Reading text:
○ ○ ○ ○
Cabinet backs policy to allow firms to forfeit inactive coal mines
8 April: The Union Cabinet approved a policy that will let firms run by the Central or state governments to surrender non-operational mines without penalty, in a move that would allow the country to auction them off to help boost output. Companies will be able to surrender the mines without forfeiting bank guarantees under a one-time three-month window, the government said. More than 60 percent of the 73 coal mines allotted to state firms were non-operational as of December 2021, with 19 of those missing deadlines to start production.
National: Power
India to face more power cuts due to coal shortage, soaring demand
12 April: India is likely to face more power cuts this year as utilities' coal inventories are at the lowest pre-summer levels in at least nine years and electricity demand is expected to rise at the fastest pace in at least 38 years, analysts said. Power cuts could stifle industrial activity in Asia’s third largest economy, just when economic activity was starting to recover after months of COVID-related lockdowns. The shortage of electricity as a percentage of demand has shot up to 1.4 percent over the last week, a Reuters analysis of government data showed, higher than the 1 percent deficit in October, when India last faced a serious coal shortage, and the 0.5 percent shortfall in March.
Electricity bills to rise as 2.64 percent hike comes into effect in Madhya Pradesh
10 April: The 2.64 percent hike in electricity rates that was cleared by the Madhya Pradesh Electricity Regulatory Commission (MPERC) on 31 March has come into effect. The three power distribution companies (discoms) had, incidentally, sought an 8.71 percent hike to tide over revenue deficit, MPERC secretary Gajendra Tiwari said. As per the new tariff plan post the hike, a consumer using up to 30 units of electricity per month will have to pay INR3.34 per unit against INR3.25 earlier, while those in the 32-50, 51-150, and 151-300 unit slabs will also have to pay more. There are around 16.6 mn electricity consumers in Madhya Pradesh.
○ ○ ○ ○
Supplied material:
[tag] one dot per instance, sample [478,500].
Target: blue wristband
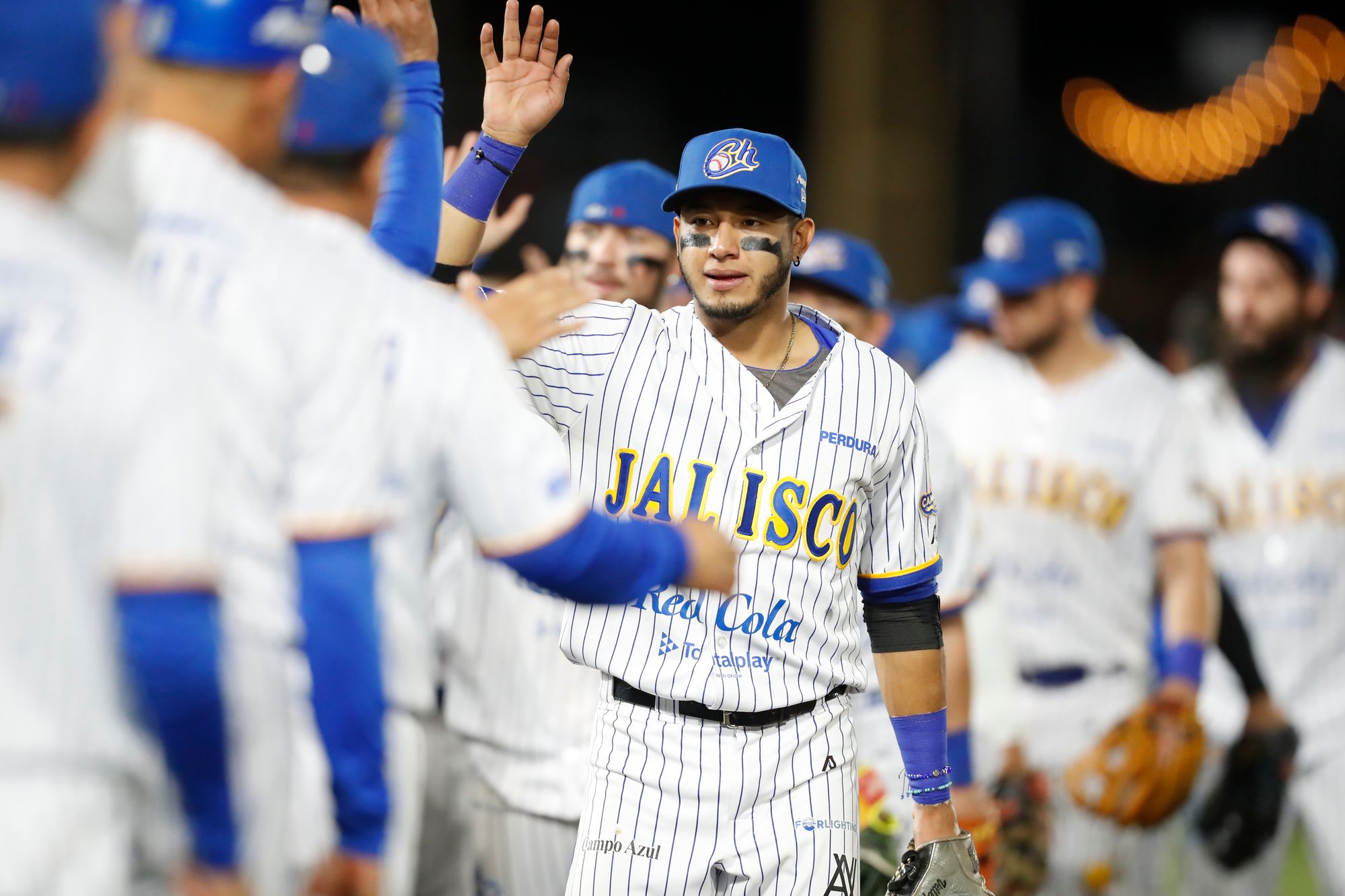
○ ○ ○ ○
Activities:
1. From the energy news digest, reproduce word for word the passage beginning with the words "Electricity bills to" and ending with "in Madhya Pradesh.".
2. In the energy news digest, what percentage hike had the three Madhya Pradesh power distribution companies originally sought?

Answers:
1.
Electricity bills to rise as 2.64 percent hike comes into effect in Madhya Pradesh
10 April: The 2.64 percent hike in electricity rates that was cleared by the Madhya Pradesh Electricity Regulatory Commission (MPERC) on 31 March has come into effect. The three power distribution companies (discoms) had, incidentally, sought an 8.71 percent hike to tide over revenue deficit, MPERC secretary Gajendra Tiwari said. As per the new tariff plan post the hike, a consumer using up to 30 units of electricity per month will have to pay INR3.34 per unit against INR3.25 earlier, while those in the 32-50, 51-150, and 151-300 unit slabs will also have to pay more. There are around 16.6 mn electricity consumers in Madhya Pradesh.

2. An 8.71 percent hike.